Exercise objective:
Convert every line of the records below into a Markdown table with the columns Number and Content, skipping blank lines and leaving out the pictures.

┏━━

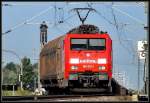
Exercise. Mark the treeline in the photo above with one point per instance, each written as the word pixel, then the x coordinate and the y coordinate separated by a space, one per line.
pixel 11 71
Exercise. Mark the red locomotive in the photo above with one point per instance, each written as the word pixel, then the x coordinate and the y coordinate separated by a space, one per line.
pixel 80 59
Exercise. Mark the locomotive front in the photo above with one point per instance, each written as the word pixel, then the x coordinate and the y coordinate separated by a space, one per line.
pixel 88 59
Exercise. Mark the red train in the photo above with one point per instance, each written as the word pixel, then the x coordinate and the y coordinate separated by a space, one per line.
pixel 80 59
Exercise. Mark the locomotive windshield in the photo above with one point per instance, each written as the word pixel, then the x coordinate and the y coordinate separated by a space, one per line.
pixel 88 44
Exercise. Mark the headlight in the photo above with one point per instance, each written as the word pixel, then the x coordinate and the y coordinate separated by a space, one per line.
pixel 101 67
pixel 74 60
pixel 74 67
pixel 102 61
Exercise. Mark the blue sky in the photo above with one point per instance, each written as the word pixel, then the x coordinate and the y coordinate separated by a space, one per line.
pixel 25 38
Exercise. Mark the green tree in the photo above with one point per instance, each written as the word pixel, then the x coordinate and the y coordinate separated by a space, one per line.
pixel 10 74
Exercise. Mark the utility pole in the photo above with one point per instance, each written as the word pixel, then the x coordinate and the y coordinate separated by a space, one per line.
pixel 138 74
pixel 146 58
pixel 21 71
pixel 43 41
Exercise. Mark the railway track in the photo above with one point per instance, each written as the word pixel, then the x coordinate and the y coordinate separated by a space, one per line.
pixel 93 97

┗━━

Response below:
| Number | Content |
|---|---|
| 1 | Exercise. Mark the treeline in the photo above with one point per instance, each written as the word pixel, then the x coordinate and the y coordinate separated by a space, one per line. |
| 2 | pixel 11 71 |
| 3 | Exercise. Mark the red locomotive in the photo above with one point per instance, each written as the word pixel, then the x coordinate and the y coordinate separated by a space, one per line. |
| 4 | pixel 80 59 |
| 5 | Exercise. Mark the locomotive front in the photo above with one point per instance, each written as the word pixel, then the x coordinate and the y coordinate separated by a space, one per line. |
| 6 | pixel 88 59 |
| 7 | Exercise. Mark the red train in the photo above with one point per instance, each written as the word pixel, then the x coordinate and the y coordinate separated by a space, one per line. |
| 8 | pixel 80 59 |
| 9 | Exercise. Mark the locomotive windshield in the photo above with one point per instance, each written as the word pixel, then the x coordinate and the y coordinate separated by a space, one per line. |
| 10 | pixel 88 44 |
| 11 | Exercise. Mark the headlight in the photo above with one point per instance, each written as the word pixel, then the x coordinate and the y coordinate separated by a space, one per line. |
| 12 | pixel 101 67 |
| 13 | pixel 74 60 |
| 14 | pixel 74 67 |
| 15 | pixel 102 61 |
| 16 | Exercise. Mark the blue sky in the photo above with one point per instance, each written as the word pixel, then the x coordinate and the y coordinate separated by a space, one per line. |
| 17 | pixel 25 38 |
| 18 | Exercise. Mark the green tree in the photo above with one point per instance, each written as the word pixel, then the x coordinate and the y coordinate separated by a space, one per line. |
| 19 | pixel 10 74 |
| 20 | Exercise. Mark the utility pole in the photo above with one point per instance, each written as the word pixel, then the x coordinate and the y coordinate separated by a space, one per line. |
| 21 | pixel 138 74 |
| 22 | pixel 146 58 |
| 23 | pixel 21 71 |
| 24 | pixel 43 41 |
| 25 | Exercise. Mark the railway track in the photo above with one point per instance, each written as the word pixel, then the x coordinate and the y coordinate separated by a space, one per line. |
| 26 | pixel 93 97 |